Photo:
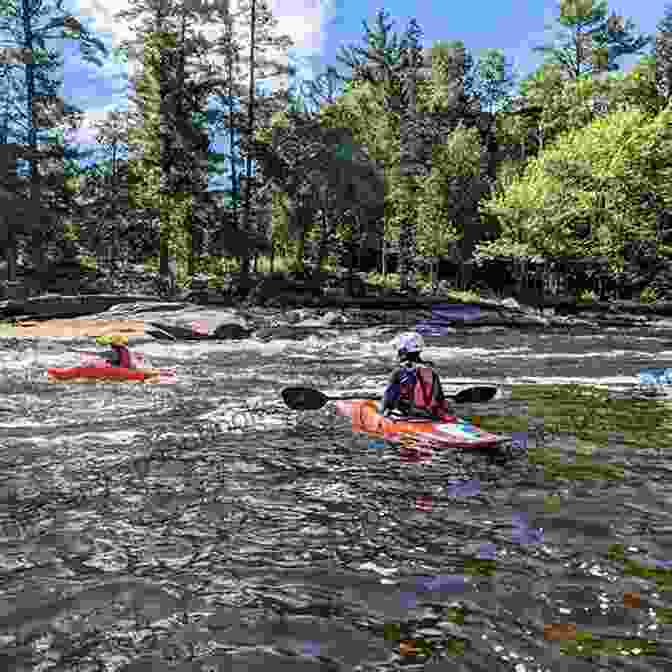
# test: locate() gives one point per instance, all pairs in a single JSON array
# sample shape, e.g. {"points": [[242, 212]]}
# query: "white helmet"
{"points": [[410, 342]]}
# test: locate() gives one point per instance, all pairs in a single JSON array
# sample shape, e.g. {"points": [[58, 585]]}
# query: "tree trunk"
{"points": [[245, 260], [10, 252]]}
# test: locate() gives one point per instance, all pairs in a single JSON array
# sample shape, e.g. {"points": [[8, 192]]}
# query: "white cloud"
{"points": [[302, 20]]}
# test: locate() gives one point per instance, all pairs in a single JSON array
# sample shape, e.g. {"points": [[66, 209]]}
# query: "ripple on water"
{"points": [[139, 528]]}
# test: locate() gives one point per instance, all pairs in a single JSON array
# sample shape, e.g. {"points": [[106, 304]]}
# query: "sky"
{"points": [[320, 27]]}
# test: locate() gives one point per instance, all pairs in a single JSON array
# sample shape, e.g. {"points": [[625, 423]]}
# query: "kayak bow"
{"points": [[451, 432]]}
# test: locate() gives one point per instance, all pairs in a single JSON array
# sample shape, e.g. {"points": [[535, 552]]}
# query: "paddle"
{"points": [[310, 399]]}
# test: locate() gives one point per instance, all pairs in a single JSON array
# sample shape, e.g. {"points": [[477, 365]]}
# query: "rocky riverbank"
{"points": [[142, 317]]}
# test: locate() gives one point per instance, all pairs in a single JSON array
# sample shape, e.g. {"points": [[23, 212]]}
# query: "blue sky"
{"points": [[320, 27]]}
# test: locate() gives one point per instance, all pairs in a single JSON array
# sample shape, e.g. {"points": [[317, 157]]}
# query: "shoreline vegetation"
{"points": [[413, 174]]}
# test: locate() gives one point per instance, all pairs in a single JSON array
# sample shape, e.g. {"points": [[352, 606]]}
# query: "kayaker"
{"points": [[415, 388], [120, 355]]}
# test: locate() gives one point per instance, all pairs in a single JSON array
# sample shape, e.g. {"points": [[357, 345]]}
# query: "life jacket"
{"points": [[124, 356], [418, 393]]}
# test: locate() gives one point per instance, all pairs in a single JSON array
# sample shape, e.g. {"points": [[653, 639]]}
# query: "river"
{"points": [[199, 525]]}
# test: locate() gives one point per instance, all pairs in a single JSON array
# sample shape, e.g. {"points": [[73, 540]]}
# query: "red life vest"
{"points": [[124, 357], [418, 392]]}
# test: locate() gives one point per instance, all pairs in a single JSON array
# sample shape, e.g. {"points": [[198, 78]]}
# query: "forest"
{"points": [[417, 168]]}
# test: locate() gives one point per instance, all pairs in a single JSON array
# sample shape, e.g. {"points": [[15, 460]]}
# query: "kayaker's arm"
{"points": [[392, 393]]}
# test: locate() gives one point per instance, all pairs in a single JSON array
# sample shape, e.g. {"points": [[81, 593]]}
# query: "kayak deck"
{"points": [[103, 373], [451, 432]]}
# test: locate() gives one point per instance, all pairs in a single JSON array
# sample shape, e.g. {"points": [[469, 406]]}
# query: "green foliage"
{"points": [[586, 296], [648, 295], [589, 40], [592, 177], [389, 281], [87, 263], [448, 192], [495, 78]]}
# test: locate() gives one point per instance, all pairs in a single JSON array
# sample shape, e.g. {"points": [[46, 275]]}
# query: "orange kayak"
{"points": [[451, 432], [94, 373]]}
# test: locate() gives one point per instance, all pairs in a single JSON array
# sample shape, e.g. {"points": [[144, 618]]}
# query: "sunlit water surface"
{"points": [[201, 525]]}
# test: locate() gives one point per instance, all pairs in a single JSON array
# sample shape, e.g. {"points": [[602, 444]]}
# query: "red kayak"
{"points": [[93, 373], [451, 432]]}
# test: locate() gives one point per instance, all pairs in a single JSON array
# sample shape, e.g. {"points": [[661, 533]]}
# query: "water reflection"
{"points": [[183, 542]]}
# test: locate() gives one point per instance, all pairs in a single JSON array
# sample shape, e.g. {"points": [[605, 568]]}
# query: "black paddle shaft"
{"points": [[310, 399]]}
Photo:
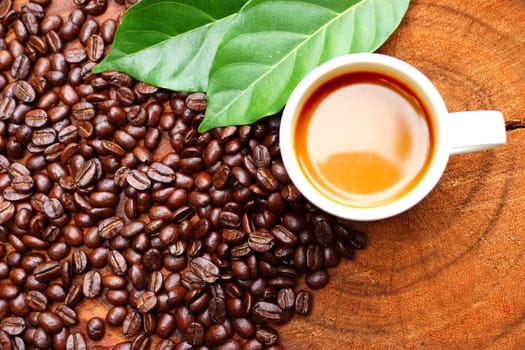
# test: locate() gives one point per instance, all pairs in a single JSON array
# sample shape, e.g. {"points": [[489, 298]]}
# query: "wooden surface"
{"points": [[450, 272]]}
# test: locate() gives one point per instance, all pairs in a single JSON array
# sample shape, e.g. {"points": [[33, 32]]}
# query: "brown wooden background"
{"points": [[451, 272]]}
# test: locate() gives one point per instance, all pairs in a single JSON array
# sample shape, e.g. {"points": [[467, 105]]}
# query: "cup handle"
{"points": [[474, 131]]}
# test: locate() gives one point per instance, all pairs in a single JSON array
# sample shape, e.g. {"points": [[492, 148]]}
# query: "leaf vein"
{"points": [[285, 57]]}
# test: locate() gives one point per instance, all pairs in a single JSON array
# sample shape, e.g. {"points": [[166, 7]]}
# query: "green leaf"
{"points": [[272, 44], [170, 43]]}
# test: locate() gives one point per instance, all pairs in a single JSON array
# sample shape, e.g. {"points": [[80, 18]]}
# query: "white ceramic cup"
{"points": [[454, 133]]}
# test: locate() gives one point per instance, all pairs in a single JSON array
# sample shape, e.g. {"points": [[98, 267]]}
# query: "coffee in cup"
{"points": [[367, 136]]}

::::::::

Repeat all of the records verbatim, leaving out the pictures.

Photo:
# test: locate() gives one point per instance, all pairs in a single JSON array
# sample shape, e.g. {"points": [[242, 212]]}
# query: "white helmet"
{"points": [[410, 342]]}
# test: locate() gives one point per instance, all pairs in a single JSON array
# sample shape, e.g. {"points": [[58, 585]]}
# query: "tree trunk"
{"points": [[245, 260], [10, 252]]}
# test: locate() gives one point per instance, all pairs in a single JSON array
# sample shape, e.g. {"points": [[8, 192]]}
# query: "white cloud"
{"points": [[302, 20]]}
# test: locate() gives one point per instance, all pairs in a single JSON array
# sample shape, e.g. {"points": [[66, 209]]}
# query: "ripple on water"
{"points": [[139, 528]]}
# test: locate() gives one point per instance, all pairs in a single JSON array
# sample shape, e.g. {"points": [[106, 304]]}
# query: "sky"
{"points": [[320, 27]]}
# test: locate() gives one point per instance, all pairs in a single JSON array
# sample shape, e.g. {"points": [[625, 423]]}
# query: "kayak bow"
{"points": [[451, 432]]}
# test: locate() gives one point per instance, all pairs in a single JSON array
# sample shape, e.g. {"points": [[535, 552]]}
# query: "paddle"
{"points": [[310, 399]]}
# test: locate() gives one point per instance, all pairs in a single JSON array
# sample shape, e.g. {"points": [[477, 365]]}
# query: "rocky riverbank"
{"points": [[142, 317]]}
# test: locate() gives one point per instance, all pairs in a single JSON array
# sample shape, e.g. {"points": [[23, 212]]}
# query: "blue sky"
{"points": [[320, 27]]}
# test: locate() gives one point per instance, all pairs in a single JSON array
# sample shape, e.g. {"points": [[317, 157]]}
# query: "shoreline vegetation"
{"points": [[413, 174]]}
# test: locate() gives one point per instance, all pairs in a single JSON array
# sample shape, e.g. {"points": [[352, 606]]}
# query: "kayaker"
{"points": [[415, 388], [120, 355]]}
# test: locate() gives one point per instance, all pairs in a single JSON array
# sample shape, e.g. {"points": [[357, 345]]}
# query: "life jacket"
{"points": [[124, 356], [418, 393]]}
# test: locate() gives one point per instance, all pairs in a single JSON array
# sample shape, e.g. {"points": [[653, 639]]}
# query: "river"
{"points": [[199, 525]]}
# test: locate() gives one point per instance, all pairs in a single JSON array
# sample shape, e.g. {"points": [[73, 540]]}
# query: "red life vest"
{"points": [[124, 357], [418, 392]]}
# test: locate() gives one point per instance, all pairs in a single JSON array
# sample shape, e.g. {"points": [[198, 78]]}
# query: "forest"
{"points": [[417, 168]]}
# test: locate() gives one point per instance, all pairs in a single JSON array
# sample shape, e.g. {"points": [[15, 460]]}
# query: "kayaker's arm"
{"points": [[392, 393]]}
# test: locate() gives one point per instance, all pairs in a single JSON array
# sample shape, e.g. {"points": [[81, 593]]}
# query: "kayak deck"
{"points": [[103, 373], [451, 432]]}
# test: locate() gives one point per instance, all pairs in a single JSON array
# sample shape, e.g. {"points": [[469, 406]]}
# query: "green foliage"
{"points": [[586, 296], [648, 295], [589, 40], [592, 177], [389, 281], [87, 263], [448, 192], [495, 78]]}
# test: locate() gives one point per instance, all pairs in a single JSON array
# sample shape, e.g. {"points": [[46, 275]]}
# query: "orange kayak"
{"points": [[451, 432], [94, 373]]}
# test: locate() gives one point per instance, all pairs in a single JSON array
# sample shape, e.g. {"points": [[144, 618]]}
# query: "sunlit water surface"
{"points": [[201, 525]]}
# test: locate() gives one point per instance, all pairs in a single JSON array
# sample shape, e.g. {"points": [[602, 444]]}
# query: "red kayak"
{"points": [[93, 373], [451, 432]]}
# test: locate() gives one point per instance, all pairs in a single JSON array
# sample shape, e.g. {"points": [[661, 533]]}
# query: "water reflection"
{"points": [[183, 542]]}
# test: locate() gives one point per instance, all pairs in a single JSON array
# sample shape, e.g. {"points": [[605, 568]]}
# query: "black paddle shaft"
{"points": [[310, 399]]}
Photo:
# test: locate() gives one point per instance, all pairs in a single JSON array
# sample shape, e.g. {"points": [[489, 298]]}
# query: "wooden surface"
{"points": [[450, 272]]}
# test: locate() gives one point per instance, all pairs in a single JSON array
# sample shape, e.g. {"points": [[33, 32]]}
# query: "brown wooden background"
{"points": [[451, 272]]}
# test: locate() gives one point per instance, all pairs in a single JSON array
# sample shape, e.g. {"points": [[467, 105]]}
# query: "cup handle"
{"points": [[474, 131]]}
# test: locate() gives one point per instance, all pairs in a single JSON array
# sample shape, e.g. {"points": [[492, 148]]}
# query: "leaf vein"
{"points": [[285, 57]]}
# test: locate() gives one point per instance, all pairs in a single JSON array
# sample shape, e.g. {"points": [[166, 7]]}
# query: "green leaf"
{"points": [[272, 44], [170, 43]]}
# test: locate() gives one point per instance, all pairs in a single JSON array
# sample shape, e.g. {"points": [[80, 18]]}
# query: "white ceramic cup"
{"points": [[454, 133]]}
# test: locate() gives one point per instance, all pairs in a single JSON array
# sample shape, e.g. {"points": [[98, 267]]}
# query: "coffee in cup"
{"points": [[367, 136]]}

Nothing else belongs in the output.